→ Source:
I guess you can drop the function below (since it simply duplicates the
INTERNAL allocation semantics), *but* the comment above is nice, so you
can move it to the default function or to the corresponding item in
<memprof_writers> set.

> +static void memprof_write_trace(struct memprof *mp, uint8_t header)
> +{
> +  lj_wbuf_addbyte(&mp->out, header | ASOURCE_INT);
> +}
> +
> +typedef void (*memprof_writer)(struct memprof *mp, uint8_t header);

Minor: I guess this is not <header> but <aevent>.

> +

<snipped>

> +static void memprof_write_caller(struct memprof *mp, uint8_t aevent)
> +{
> +  const global_State *g = mp->g;
> +  const uint32_t _vmstate = (uint32_t)~g->vmstate;
> +  const uint32_t vmstate = _vmstate < LJ_VMST_TRACE ? _vmstate : LJ_VMST_TRACE;
> +  const uint8_t header = aevent;

General Genius :)

> +
> +  memprof_writers[vmstate](mp, header);
> +}

<snipped>

> +static void *memprof_allocf(void *ud, void *ptr, size_t osize, size_t nsize)
> +{
> +  struct memprof *mp = &memprof;

This should be "const", IMHO.

> +  struct alloc *oalloc = &mp->orig_alloc;

<snipped>

> +}
> +
> +static void memprof_write_prologue(struct lj_wbuf *out)
> +{
> +  const size_t len = sizeof(ljm_header) / sizeof(ljm_header[0]);
> +  lj_wbuf_addn(out, ljm_header, len);
> +}

See comments for <symtab_write_prologue>.

> +
> +int lj_memprof_start(struct lua_State *L, const struct lua_Prof_options *opt)

Side note: it's better to wrap this function to move all mutex-related
work in this wrapper.

> +{

<snipped>

> +  lua_assert(opt->writer != NULL && opt->on_stop != NULL);
> +  lua_assert(opt->buf != NULL && opt->len != 0);

Do these asserts depend on each other? If no, please split them into the
separate ones.

> +

<snipped>

> +  if (LJ_UNLIKELY(lj_wbuf_test_flag(&mp->out, STREAM_ERR_IO) ||
> +		  lj_wbuf_test_flag(&mp->out, STREAM_STOP))) {

You can test (STREAM_ERR_IO|STREAM_STOP) here.

> +    /* on_stop call may change errno value. */

<snipped>

> +}
> +
> +static int memprof_stop(const struct lua_State *L)
> +{

<snipped>

> +  if (L != NULL && mp->g != G(L)) {

This is a nice check (but looks redundant for the current version). Why
did you make it optional (if L is given)?

> +    memprof_unlock();
> +    return PROFILE_ERR;
> +  }

<snipped>

> +  main_L = mainthread(mp->g);

Why do you use main coroutine here instead of the given one?

→ Provided information:
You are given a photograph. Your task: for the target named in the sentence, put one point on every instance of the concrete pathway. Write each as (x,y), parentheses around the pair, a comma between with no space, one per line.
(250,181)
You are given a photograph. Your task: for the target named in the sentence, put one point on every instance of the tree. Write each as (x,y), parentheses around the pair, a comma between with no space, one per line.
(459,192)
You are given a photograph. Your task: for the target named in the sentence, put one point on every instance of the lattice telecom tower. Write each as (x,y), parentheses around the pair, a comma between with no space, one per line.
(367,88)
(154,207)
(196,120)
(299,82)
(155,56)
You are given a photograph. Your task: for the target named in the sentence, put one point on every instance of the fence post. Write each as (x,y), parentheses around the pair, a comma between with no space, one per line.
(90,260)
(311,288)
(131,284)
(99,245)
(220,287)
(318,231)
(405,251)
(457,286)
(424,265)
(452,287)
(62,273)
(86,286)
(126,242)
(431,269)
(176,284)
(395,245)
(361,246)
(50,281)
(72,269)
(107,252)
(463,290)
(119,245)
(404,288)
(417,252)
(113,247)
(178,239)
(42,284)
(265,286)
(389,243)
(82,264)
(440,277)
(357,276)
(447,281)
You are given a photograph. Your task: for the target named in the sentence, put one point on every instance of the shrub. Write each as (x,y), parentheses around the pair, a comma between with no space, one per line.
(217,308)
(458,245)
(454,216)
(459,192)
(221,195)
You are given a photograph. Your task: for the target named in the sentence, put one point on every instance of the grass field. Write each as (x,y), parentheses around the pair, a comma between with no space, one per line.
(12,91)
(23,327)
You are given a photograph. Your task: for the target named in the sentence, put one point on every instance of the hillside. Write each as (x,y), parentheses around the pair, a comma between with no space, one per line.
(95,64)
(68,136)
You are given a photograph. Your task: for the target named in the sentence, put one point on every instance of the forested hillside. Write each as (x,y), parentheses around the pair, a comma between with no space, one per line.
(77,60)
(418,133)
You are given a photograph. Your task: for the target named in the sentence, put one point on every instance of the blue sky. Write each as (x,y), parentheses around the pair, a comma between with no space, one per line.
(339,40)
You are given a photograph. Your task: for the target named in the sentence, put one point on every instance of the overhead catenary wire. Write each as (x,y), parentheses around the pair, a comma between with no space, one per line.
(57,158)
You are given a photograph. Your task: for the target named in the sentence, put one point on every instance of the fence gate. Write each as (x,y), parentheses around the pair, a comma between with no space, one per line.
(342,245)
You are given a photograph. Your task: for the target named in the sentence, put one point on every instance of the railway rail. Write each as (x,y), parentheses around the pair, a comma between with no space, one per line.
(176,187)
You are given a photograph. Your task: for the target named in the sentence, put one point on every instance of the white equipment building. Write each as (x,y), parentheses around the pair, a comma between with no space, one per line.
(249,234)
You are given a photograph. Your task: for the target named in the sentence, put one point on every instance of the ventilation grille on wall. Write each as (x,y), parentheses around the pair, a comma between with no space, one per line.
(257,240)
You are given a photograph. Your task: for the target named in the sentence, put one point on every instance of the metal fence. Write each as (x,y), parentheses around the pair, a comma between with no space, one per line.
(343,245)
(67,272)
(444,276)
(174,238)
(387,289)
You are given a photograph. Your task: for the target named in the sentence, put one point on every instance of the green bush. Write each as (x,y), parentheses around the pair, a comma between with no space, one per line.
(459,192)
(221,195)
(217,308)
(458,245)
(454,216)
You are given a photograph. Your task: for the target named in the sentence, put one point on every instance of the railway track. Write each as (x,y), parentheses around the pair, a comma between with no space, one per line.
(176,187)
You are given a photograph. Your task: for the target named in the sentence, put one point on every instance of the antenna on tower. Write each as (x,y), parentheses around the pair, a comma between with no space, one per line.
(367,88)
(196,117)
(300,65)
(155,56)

→ Exercise tasks:
(a) In the code review, what does the reviewer suggest testing instead of checking the two stream flags one at a time?
(b) Rewrite the code review, starting with "I guess you" and going on through "memprof_write_trace(struct memprof *mp, uint8_t header)", with "function" replaced by "routine".
(c) Write the next part of the code review, picking up after its final line.

→ Final results:
(a) (STREAM_ERR_IO|STREAM_STOP)

(b)
I guess you can drop the routine below (since it simply duplicates the
INTERNAL allocation semantics), *but* the comment above is nice, so you
can move it to the default routine or to the corresponding item in
<memprof_writers> set.

> +static void memprof_write_trace(struct memprof *mp, uint8_t header)

(c)
> +

<snipped>

> +  if (LJ_UNLIKELY(lj_wbuf_test_flag(out, STREAM_STOP))) {
> +    lua_assert(lj_wbuf_test_flag(out, STREAM_ERR_IO));
> +    mp->state = MPS_HALT;
> +    /* on_stop call may change errno value. */
> +    mp->saved_errno = lj_wbuf_errno(out);
> +    /* Ignore possible errors. mp->opt.buf == NULL here. */
> +    mp->opt.on_stop(mp->opt.ctx, mp->opt.buf);
> +    lj_wbuf_terminate(out);
> +    memprof_unlock();
> +    return PROFILE_ERRIO;
> +  }

<snipped>

> +  cb_status = mp->opt.on_stop(mp->opt.ctx, mp->opt.buf);
> +  if (LJ_UNLIKELY(lj_wbuf_test_flag(out, STREAM_ERR_IO) || cb_status != 0)) {
> +    saved_errno = lj_wbuf_errno(out);
> +    return_status = PROFILE_ERRIO;

Well, you introduce a separate variable for the status. For what? I
think this branch is the same as the "stop" one above. So either use
goto to the error branch or duplicate the logic from the "stop" branch.
In general, this looks like a mess: I almost lost the mutex unlock and
the buffer termination.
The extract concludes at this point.